• Your goal
Reproduce exactly, and only, the lines of the material below running from the line bearing "point(167, 294)" through the line bearing "Target: grass on riverbank". Leave any pictures out.

-- Material supplied follows --

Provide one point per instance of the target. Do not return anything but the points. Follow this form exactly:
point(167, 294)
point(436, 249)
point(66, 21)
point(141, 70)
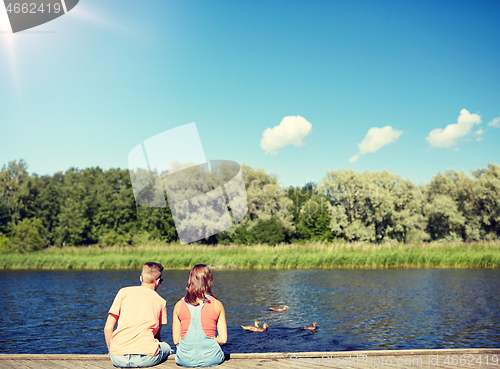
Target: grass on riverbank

-- Material supplied concluded --
-- Material supplied follows --

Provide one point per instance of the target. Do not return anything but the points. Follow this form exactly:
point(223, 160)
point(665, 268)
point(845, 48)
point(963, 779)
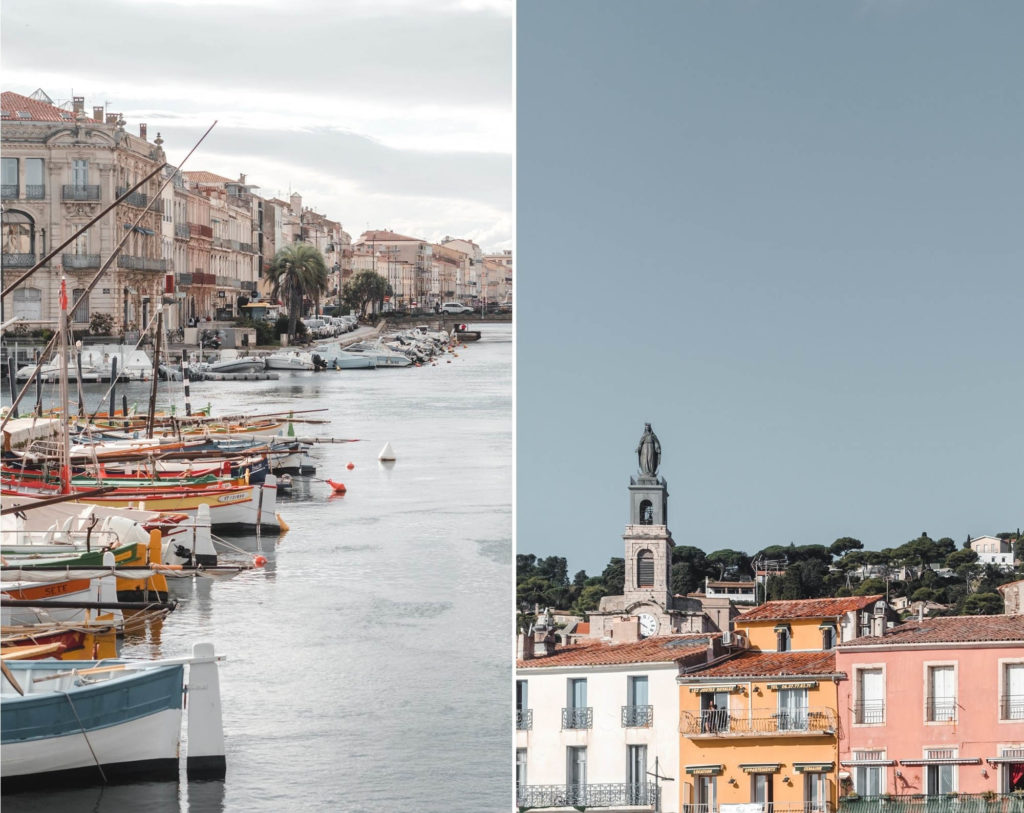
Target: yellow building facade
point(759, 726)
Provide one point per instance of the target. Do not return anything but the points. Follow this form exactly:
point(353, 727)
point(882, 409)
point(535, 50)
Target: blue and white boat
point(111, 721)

-- Material supplied concluded --

• Task output
point(167, 294)
point(436, 249)
point(66, 21)
point(141, 70)
Target: grass on riverbank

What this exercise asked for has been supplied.